[START]
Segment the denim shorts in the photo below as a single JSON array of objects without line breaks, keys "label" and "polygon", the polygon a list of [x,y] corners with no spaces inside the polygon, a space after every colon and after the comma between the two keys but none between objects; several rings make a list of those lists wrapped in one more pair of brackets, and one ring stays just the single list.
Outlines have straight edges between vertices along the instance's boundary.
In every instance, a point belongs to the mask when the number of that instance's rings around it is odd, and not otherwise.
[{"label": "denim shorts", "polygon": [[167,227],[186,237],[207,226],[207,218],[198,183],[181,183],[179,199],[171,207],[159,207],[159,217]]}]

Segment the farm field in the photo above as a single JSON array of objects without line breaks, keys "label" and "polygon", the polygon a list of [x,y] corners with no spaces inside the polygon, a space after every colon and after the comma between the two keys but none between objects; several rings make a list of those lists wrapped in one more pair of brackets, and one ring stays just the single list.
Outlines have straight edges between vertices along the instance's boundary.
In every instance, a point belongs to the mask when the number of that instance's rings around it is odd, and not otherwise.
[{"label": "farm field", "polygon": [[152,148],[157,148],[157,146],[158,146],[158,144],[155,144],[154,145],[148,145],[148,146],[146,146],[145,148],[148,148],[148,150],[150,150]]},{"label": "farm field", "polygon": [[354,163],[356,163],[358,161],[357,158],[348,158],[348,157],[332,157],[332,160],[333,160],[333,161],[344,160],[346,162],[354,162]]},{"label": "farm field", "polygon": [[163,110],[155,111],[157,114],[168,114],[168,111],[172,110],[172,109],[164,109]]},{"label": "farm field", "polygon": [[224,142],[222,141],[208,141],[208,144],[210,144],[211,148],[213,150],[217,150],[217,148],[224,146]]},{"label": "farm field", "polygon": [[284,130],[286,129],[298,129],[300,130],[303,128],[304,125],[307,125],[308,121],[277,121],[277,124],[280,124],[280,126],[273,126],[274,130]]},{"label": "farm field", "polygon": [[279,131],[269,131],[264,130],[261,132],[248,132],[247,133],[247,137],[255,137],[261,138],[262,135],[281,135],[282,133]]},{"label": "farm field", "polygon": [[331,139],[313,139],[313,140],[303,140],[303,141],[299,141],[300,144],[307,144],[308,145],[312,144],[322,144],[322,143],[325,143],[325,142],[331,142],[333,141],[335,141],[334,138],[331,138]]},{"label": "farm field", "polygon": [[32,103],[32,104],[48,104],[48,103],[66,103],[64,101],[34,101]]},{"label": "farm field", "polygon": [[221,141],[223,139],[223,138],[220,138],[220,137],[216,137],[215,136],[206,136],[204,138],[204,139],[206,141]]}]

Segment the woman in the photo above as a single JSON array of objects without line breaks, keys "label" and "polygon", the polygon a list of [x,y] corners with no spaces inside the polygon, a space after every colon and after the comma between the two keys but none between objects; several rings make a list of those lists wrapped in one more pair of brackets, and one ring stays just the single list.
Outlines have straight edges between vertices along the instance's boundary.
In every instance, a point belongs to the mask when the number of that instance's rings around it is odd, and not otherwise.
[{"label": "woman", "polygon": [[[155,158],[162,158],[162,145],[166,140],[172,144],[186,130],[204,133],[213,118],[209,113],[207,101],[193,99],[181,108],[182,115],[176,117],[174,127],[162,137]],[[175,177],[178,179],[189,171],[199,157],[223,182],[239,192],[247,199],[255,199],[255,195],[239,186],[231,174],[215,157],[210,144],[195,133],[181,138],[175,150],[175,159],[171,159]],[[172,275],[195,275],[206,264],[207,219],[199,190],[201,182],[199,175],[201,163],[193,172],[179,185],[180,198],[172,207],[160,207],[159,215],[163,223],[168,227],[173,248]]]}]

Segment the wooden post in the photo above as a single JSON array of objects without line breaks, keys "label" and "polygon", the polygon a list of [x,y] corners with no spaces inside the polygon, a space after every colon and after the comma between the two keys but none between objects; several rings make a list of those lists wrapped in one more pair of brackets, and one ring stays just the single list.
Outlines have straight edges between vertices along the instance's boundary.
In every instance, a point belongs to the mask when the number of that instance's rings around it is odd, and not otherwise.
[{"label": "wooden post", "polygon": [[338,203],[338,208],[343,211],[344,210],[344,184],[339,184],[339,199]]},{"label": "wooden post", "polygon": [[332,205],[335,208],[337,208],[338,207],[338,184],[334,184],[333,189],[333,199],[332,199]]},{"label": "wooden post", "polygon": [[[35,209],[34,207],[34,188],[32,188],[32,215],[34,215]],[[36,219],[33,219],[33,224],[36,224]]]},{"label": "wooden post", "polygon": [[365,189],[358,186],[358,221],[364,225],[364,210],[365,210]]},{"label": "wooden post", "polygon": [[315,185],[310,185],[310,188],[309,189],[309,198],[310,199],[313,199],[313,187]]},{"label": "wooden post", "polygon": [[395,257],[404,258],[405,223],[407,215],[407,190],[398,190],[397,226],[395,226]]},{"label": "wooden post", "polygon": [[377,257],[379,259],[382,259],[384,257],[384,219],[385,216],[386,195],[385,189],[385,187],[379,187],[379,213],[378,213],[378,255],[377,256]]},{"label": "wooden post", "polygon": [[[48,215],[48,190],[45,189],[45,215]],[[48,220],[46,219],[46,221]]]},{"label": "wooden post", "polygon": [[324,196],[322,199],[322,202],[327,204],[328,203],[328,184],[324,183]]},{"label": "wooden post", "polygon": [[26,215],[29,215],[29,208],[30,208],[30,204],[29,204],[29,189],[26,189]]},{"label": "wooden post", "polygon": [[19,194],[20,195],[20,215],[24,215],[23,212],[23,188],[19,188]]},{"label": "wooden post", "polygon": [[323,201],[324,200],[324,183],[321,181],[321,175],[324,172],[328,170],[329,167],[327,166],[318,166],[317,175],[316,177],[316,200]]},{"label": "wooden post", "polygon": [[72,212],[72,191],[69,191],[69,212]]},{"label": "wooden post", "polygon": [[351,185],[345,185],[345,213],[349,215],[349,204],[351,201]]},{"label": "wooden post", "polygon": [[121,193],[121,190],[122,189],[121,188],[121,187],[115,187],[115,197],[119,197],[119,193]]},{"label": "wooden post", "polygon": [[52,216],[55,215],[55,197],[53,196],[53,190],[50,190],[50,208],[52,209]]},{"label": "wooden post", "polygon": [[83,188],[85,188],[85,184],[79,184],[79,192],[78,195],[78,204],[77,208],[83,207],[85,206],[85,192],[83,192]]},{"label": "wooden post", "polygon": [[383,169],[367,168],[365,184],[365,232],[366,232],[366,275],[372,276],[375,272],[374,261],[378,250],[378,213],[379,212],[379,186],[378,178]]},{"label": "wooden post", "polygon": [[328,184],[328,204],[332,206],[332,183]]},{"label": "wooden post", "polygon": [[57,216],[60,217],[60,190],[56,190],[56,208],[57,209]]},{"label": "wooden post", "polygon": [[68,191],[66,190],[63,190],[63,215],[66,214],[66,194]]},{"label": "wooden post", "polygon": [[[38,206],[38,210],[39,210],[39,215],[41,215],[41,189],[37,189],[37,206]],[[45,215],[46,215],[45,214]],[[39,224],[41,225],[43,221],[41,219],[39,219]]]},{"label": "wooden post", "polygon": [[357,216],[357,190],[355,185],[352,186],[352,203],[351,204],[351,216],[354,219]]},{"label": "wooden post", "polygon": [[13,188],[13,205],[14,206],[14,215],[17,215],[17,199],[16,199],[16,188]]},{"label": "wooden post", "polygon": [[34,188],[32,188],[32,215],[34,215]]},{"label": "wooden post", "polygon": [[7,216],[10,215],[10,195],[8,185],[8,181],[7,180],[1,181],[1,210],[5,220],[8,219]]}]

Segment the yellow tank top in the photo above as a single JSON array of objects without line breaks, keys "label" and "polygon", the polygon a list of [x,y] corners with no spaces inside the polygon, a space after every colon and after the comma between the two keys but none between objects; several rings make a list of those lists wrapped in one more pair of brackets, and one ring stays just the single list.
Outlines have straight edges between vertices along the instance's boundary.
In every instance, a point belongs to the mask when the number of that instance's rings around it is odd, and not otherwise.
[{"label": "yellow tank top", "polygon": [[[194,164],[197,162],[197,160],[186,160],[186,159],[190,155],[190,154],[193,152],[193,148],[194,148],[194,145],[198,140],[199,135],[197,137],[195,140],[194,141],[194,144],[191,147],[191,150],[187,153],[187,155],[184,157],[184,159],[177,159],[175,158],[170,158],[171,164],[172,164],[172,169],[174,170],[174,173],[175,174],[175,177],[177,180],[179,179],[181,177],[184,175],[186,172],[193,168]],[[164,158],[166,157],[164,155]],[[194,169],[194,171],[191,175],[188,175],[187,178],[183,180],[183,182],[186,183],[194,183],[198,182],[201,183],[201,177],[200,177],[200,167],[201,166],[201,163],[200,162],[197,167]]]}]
[END]
◆ Instruction: Copy the records word for word, starting at the line that contains "Segment the yellow" and continuing through the last line of the records.

◆ Problem solution:
Segment the yellow tank top in the photo above as a single JSON array of objects without line breaks, keys "label" and "polygon", the polygon a list of [x,y] corners with no spaces inside the polygon, a space after every colon and after the comma between the two keys but none between objects; several rings make a list of those lists wrapped in one more pair of brackets, and one ring stays just the single list.
Outlines have straight edges between vertices along the instance's boundary.
In every instance, a point belongs to the mask when the number of that instance's rings around it is odd, and not otherwise.
[{"label": "yellow tank top", "polygon": [[[194,164],[197,162],[197,160],[186,160],[186,159],[190,155],[190,154],[193,152],[193,148],[194,148],[194,145],[198,140],[199,135],[197,137],[195,140],[194,141],[194,144],[191,147],[191,150],[187,153],[187,155],[184,157],[184,159],[177,159],[175,158],[170,158],[171,164],[172,164],[172,169],[174,170],[174,173],[175,174],[175,177],[177,180],[179,179],[181,177],[184,175],[186,172],[193,168]],[[164,158],[166,157],[164,155]],[[194,169],[194,171],[191,175],[188,175],[187,178],[183,180],[183,182],[186,183],[194,183],[198,182],[201,183],[201,177],[200,177],[200,167],[201,166],[201,163],[200,162],[197,167]]]}]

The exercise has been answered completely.